→ **Problem statement**: Copy every line of the listing below without changing anything, and leave the pictures out of your copy.
======== Supplied information ========
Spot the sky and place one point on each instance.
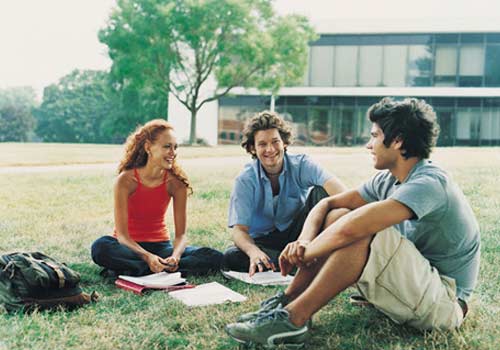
(43, 40)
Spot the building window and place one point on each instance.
(419, 65)
(471, 65)
(346, 63)
(394, 70)
(492, 71)
(322, 65)
(370, 65)
(446, 65)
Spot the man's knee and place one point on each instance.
(334, 215)
(316, 194)
(234, 259)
========
→ **Problem solution**:
Spot the sky and place one point on each instance.
(43, 40)
Spot the building window and place one point on each instance.
(419, 65)
(471, 65)
(346, 63)
(394, 70)
(492, 71)
(322, 65)
(370, 65)
(446, 65)
Spot the man's knee and place one point on each instance.
(334, 215)
(316, 194)
(234, 259)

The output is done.